*DIRECTIVE*. Copy each of the items below word for word, without changing anything.

**********

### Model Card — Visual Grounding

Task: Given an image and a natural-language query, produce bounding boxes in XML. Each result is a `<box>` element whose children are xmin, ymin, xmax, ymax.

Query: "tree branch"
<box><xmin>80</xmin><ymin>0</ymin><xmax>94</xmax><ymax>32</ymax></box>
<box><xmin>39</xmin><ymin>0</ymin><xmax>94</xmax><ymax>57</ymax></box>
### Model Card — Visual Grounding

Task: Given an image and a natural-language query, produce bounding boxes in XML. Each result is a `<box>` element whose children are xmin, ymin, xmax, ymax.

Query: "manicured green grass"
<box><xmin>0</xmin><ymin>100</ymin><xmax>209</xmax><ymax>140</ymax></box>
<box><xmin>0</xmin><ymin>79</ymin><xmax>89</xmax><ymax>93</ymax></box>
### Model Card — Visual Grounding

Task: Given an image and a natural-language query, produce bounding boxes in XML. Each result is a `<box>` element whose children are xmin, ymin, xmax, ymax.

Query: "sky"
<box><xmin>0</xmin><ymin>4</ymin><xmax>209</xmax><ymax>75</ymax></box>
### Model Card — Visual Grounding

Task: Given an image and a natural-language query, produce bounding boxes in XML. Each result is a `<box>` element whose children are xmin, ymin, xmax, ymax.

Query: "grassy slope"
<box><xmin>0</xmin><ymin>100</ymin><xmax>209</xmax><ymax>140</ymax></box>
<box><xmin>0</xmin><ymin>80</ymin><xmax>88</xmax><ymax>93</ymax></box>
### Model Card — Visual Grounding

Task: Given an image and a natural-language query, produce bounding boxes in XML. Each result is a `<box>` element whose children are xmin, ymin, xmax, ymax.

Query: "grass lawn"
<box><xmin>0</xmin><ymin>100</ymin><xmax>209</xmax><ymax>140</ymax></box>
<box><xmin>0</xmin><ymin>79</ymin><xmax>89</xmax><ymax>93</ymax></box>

**********

*FULL SOLUTION*.
### Model Card — Visual Grounding

Task: Given an image and a natural-language query, produce bounding boxes in XML. Each result is a `<box>` element whose children are xmin, ymin, xmax, ymax.

Query: "tree branch"
<box><xmin>80</xmin><ymin>0</ymin><xmax>94</xmax><ymax>32</ymax></box>
<box><xmin>39</xmin><ymin>0</ymin><xmax>94</xmax><ymax>57</ymax></box>
### Model Card — Visual Grounding

Task: Given an image and a natural-language query, produce bounding boxes in XML. Each result is a `<box>` element whose children are xmin, ymin, xmax, ymax.

Query: "manicured green grass"
<box><xmin>0</xmin><ymin>100</ymin><xmax>209</xmax><ymax>140</ymax></box>
<box><xmin>0</xmin><ymin>79</ymin><xmax>89</xmax><ymax>93</ymax></box>
### Model Card — Visual Grounding

Task: Given an image and a natural-language query, produce bounding boxes in XML. Each result is a `<box>` element whose children are xmin, ymin, xmax, ymax.

Query: "sky"
<box><xmin>0</xmin><ymin>4</ymin><xmax>209</xmax><ymax>75</ymax></box>
### Model Card — Visual Grounding

Task: Given an image and a natural-language query, produce bounding boxes in XML. Each result is a `<box>` element whose children are xmin, ymin, xmax, ymax.

Query: "grassy slope"
<box><xmin>0</xmin><ymin>100</ymin><xmax>209</xmax><ymax>140</ymax></box>
<box><xmin>0</xmin><ymin>80</ymin><xmax>88</xmax><ymax>93</ymax></box>
### Model Card — Visual Grounding

Task: Given an image and a natural-language query, produce bounding boxes in XML. Each result is a `<box>` element whose children are xmin, ymin, xmax, ymax.

Query: "grass lawn"
<box><xmin>0</xmin><ymin>100</ymin><xmax>209</xmax><ymax>140</ymax></box>
<box><xmin>0</xmin><ymin>79</ymin><xmax>89</xmax><ymax>93</ymax></box>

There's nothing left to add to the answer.